• **What this exercise asks**:
(A) In the provided text, what makes a context-free grammar ambiguous?
(B) Gather every line from the rows below that contains the string "shrub".

• **Provided text**:
■ ■ ■ ■
A leftmost derivation:

$
\begin{eqnarray}
E &\Rightarrow_{lm}& E * E \\
&\Rightarrow_{lm}& [id] * E \\
&\Rightarrow_{lm}& [id] * E + E \\
&\Rightarrow_{lm}& [id] * [id] + E \\
&\Rightarrow_{lm}& [id] * [id] + [id]
\end{eqnarray}
$

A rightmost derivation:

$
\begin{eqnarray}
E &\Rightarrow_{rm}& E * E & \\
&\Rightarrow_{rm}& E * E + E \\
&\Rightarrow_{rm}& E * E + [id] \\
&\Rightarrow_{rm}& E * [id] + [id] \\
&\Rightarrow_{rm}& [id] * [id] + [id]
\end{eqnarray}
$

## Ambiguity

A context-free grammar is **ambiguous** if there are two or more parse trees (or leftmost/rightmost derivations) for some sentence. Otherwise, it is **unambiguous**.

#### Example
The example grammar given above is ambiguous, because two different parse trees can lead to the same sentential form.
■ ■ ■ ■
[Entries pointing to named objects]

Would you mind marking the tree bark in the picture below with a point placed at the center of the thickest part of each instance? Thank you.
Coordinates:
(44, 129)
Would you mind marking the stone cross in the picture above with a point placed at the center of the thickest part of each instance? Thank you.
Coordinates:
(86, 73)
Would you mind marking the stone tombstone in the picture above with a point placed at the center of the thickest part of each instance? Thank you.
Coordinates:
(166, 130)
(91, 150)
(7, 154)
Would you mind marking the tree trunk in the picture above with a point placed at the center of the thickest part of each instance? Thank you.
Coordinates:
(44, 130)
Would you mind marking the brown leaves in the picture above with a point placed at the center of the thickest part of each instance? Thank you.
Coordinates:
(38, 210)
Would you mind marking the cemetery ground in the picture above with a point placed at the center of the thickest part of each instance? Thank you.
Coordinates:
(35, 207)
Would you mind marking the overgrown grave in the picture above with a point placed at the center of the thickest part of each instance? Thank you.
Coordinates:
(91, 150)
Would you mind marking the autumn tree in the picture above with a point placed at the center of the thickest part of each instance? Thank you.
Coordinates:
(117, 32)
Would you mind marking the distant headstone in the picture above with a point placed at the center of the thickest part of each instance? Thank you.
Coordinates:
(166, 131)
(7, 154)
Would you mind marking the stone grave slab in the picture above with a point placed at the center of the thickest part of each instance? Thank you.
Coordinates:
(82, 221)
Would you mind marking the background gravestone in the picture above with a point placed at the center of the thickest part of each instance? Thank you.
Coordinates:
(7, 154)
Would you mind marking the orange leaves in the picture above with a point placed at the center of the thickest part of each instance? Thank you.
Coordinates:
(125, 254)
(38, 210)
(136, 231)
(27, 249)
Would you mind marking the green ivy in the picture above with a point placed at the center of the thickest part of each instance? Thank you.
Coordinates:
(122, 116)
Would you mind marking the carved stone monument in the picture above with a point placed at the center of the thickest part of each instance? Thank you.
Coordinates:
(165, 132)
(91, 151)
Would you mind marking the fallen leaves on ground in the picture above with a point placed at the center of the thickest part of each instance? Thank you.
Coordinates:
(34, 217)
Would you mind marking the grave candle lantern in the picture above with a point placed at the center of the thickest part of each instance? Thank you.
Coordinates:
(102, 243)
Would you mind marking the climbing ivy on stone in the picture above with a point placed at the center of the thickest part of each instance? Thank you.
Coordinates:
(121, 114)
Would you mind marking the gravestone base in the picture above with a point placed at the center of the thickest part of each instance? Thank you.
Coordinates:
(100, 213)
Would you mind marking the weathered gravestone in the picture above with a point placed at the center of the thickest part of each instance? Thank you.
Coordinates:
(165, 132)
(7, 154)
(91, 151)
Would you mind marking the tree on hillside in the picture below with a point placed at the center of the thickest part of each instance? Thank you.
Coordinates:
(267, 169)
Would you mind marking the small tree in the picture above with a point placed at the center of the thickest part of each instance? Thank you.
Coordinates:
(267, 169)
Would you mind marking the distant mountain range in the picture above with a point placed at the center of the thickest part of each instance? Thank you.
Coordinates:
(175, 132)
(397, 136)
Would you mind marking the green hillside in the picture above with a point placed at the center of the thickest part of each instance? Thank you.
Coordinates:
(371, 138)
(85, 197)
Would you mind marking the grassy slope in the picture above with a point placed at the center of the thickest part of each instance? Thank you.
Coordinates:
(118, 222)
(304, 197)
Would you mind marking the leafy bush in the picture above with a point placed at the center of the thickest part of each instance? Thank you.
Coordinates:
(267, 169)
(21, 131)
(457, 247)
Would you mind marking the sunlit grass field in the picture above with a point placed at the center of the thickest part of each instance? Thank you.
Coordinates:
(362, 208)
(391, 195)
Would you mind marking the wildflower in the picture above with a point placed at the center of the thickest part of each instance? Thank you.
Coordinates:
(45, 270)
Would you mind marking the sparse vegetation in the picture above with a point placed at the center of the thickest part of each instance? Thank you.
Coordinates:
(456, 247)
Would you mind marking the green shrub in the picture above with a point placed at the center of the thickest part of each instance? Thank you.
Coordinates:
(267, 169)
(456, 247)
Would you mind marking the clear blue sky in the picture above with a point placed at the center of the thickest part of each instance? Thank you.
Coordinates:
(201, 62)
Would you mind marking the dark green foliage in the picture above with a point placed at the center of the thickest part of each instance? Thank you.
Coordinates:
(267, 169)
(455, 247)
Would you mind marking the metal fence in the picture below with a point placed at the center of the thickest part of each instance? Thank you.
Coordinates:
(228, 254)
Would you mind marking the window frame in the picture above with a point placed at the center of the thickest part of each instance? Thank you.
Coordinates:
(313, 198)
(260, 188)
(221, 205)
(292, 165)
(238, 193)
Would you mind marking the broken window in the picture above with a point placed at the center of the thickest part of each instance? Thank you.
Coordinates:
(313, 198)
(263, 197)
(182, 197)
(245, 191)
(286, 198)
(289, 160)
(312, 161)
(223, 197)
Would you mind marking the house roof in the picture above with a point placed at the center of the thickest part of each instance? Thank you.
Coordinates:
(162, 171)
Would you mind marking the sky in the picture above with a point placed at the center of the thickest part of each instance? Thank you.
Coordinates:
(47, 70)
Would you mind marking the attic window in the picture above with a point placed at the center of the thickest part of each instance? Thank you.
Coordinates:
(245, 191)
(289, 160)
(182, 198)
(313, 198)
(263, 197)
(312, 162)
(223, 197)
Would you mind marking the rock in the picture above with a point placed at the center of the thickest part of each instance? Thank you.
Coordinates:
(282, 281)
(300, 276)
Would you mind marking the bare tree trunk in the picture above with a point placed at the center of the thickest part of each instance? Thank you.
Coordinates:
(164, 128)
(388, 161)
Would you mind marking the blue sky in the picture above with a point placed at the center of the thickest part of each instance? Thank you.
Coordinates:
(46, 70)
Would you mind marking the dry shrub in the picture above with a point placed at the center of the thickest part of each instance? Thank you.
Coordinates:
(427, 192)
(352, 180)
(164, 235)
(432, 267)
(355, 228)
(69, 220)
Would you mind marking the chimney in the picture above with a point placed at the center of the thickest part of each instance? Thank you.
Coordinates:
■ ■ ■ ■
• **Responses**:
(A) It has two or more parse trees (or leftmost/rightmost derivations) for some sentence.

(B)
Would you mind marking the green shrub in the picture above with a point placed at the center of the thickest part of each instance? Thank you.
Would you mind marking the dry shrub in the picture above with a point placed at the center of the thickest part of each instance? Thank you.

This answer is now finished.